--- Excerpted data ---

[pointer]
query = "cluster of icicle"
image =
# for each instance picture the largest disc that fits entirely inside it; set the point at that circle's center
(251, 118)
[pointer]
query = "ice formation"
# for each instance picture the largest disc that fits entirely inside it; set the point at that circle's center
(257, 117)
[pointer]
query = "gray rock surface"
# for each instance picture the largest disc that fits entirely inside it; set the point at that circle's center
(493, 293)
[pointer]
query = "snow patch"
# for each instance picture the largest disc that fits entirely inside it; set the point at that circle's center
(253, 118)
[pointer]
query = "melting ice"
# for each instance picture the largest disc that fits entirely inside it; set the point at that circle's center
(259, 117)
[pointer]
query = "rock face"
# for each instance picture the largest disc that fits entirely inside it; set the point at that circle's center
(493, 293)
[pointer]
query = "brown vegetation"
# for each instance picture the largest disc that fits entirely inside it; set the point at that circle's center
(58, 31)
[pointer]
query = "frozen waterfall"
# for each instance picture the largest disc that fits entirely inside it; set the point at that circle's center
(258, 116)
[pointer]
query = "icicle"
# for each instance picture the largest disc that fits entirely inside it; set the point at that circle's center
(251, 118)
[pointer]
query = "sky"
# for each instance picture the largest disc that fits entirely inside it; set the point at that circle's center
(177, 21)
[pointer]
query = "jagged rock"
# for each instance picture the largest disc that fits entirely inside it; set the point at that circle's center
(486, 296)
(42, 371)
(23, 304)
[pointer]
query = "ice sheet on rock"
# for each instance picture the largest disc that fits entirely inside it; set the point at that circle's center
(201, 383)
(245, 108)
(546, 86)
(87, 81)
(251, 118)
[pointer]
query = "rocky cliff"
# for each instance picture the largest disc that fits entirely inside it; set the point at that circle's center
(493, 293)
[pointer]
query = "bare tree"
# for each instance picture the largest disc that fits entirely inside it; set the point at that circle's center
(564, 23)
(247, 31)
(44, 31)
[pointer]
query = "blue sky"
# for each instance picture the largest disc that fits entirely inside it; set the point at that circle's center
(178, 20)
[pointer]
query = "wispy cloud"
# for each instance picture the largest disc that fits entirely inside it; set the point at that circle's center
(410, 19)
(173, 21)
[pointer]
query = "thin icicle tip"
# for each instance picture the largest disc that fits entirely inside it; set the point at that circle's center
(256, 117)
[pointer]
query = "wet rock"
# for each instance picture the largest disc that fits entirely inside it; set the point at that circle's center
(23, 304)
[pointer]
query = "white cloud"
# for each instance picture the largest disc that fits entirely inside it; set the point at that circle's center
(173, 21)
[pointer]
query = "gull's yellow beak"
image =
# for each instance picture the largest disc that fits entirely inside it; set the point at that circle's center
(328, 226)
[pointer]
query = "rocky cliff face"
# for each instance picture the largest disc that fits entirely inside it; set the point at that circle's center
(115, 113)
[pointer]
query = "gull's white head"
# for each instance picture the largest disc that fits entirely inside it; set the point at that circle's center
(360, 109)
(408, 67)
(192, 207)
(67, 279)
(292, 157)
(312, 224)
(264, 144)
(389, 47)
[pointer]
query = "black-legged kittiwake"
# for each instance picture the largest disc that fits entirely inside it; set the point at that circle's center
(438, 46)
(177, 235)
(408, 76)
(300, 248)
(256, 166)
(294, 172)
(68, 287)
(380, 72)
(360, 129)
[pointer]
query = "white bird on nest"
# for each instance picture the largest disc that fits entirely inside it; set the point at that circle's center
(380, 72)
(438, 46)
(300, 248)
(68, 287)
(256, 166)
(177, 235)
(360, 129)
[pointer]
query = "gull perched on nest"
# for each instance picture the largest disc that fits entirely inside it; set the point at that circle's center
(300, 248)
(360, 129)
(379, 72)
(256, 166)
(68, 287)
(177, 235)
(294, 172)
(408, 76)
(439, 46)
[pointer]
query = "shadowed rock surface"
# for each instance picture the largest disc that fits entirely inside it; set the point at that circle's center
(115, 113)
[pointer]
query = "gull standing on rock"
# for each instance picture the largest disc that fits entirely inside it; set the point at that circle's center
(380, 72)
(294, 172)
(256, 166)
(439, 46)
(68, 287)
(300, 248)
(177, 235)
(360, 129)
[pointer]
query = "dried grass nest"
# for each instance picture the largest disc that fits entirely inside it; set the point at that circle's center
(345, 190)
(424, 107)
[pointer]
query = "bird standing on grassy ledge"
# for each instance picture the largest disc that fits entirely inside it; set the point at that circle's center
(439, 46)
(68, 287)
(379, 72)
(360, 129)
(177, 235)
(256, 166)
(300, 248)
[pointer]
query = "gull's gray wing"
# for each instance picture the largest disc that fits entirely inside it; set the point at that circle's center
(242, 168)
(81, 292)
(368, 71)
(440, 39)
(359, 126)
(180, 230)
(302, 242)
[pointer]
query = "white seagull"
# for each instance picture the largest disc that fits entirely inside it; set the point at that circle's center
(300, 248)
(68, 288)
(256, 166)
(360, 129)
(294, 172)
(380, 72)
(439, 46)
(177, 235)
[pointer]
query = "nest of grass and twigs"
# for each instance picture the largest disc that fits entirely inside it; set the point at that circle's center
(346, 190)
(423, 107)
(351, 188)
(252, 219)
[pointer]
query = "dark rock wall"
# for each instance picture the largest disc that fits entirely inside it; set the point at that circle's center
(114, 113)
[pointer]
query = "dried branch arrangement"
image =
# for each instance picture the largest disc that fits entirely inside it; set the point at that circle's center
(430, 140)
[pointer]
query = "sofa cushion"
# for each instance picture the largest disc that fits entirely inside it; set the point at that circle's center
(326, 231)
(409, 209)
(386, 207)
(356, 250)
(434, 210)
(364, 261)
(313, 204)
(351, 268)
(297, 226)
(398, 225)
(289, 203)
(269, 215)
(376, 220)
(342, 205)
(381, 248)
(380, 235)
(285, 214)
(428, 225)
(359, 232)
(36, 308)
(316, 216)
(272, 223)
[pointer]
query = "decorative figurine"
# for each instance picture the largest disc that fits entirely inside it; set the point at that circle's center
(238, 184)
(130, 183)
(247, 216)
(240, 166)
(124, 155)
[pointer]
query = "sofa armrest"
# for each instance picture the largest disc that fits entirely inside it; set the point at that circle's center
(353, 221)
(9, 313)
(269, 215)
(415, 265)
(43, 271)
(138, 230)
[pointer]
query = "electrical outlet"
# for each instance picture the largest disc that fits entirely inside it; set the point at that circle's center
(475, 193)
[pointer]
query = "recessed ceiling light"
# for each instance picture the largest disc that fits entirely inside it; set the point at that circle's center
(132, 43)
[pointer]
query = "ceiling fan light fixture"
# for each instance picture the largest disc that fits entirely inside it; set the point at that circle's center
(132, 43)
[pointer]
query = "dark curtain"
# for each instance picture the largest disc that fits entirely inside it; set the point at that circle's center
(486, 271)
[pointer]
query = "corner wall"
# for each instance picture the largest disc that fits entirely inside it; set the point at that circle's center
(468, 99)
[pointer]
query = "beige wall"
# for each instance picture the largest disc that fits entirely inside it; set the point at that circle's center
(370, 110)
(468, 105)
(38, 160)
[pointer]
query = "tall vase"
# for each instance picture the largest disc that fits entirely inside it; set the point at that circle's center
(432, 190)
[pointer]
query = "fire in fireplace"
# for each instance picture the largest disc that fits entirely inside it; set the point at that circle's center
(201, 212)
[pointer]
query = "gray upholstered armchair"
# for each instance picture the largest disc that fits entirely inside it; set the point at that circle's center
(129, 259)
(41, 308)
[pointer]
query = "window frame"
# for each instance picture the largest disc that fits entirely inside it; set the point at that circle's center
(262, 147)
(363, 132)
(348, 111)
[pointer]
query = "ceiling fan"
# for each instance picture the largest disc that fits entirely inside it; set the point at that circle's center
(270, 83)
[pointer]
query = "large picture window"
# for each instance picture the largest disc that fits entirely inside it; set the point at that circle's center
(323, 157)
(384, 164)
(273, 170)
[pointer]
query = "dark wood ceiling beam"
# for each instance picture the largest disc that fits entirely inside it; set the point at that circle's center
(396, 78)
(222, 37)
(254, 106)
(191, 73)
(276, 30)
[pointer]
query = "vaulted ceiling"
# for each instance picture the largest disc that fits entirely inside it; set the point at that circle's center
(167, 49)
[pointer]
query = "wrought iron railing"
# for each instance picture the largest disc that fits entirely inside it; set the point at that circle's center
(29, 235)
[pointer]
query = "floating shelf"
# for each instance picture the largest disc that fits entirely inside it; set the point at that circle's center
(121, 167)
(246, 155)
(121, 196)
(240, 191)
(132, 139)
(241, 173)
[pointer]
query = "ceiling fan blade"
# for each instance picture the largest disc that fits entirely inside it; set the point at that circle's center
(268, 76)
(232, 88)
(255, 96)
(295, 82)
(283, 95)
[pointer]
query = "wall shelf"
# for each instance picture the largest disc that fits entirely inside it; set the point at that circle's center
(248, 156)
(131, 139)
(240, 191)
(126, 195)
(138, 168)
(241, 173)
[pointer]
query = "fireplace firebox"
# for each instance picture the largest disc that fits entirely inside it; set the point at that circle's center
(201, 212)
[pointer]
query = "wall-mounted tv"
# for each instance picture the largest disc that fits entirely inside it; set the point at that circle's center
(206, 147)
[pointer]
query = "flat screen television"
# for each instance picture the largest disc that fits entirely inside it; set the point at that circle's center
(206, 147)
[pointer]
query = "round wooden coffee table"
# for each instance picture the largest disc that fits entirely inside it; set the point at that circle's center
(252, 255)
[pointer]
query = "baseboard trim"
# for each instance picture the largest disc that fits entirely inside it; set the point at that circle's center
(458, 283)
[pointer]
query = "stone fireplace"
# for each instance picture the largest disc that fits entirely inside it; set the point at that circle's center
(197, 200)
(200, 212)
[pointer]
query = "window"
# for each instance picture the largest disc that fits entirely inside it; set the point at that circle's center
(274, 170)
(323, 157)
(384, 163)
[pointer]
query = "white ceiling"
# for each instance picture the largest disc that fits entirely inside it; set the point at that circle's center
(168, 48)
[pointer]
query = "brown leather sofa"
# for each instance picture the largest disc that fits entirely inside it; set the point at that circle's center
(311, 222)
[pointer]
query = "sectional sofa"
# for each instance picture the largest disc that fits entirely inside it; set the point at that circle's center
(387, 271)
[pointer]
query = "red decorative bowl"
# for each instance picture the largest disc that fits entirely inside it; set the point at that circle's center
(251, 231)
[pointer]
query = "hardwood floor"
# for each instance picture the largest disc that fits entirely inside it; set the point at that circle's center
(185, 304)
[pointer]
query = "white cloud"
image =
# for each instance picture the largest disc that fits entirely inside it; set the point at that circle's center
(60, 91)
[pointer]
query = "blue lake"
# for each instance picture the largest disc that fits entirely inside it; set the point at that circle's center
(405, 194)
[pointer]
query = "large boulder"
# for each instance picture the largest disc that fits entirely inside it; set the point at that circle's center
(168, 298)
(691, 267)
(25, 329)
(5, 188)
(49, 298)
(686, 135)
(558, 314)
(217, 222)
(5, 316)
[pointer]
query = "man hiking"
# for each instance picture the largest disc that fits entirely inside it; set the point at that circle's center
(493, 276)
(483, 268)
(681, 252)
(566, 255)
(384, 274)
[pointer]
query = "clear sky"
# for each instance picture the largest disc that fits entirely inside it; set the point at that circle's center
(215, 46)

---

» Written instruction
Please filter the rows above and copy every line that contains the string "dried", treating case as significant.

» Solution for this task
query = "dried grass nest"
query = "dried branch arrangement"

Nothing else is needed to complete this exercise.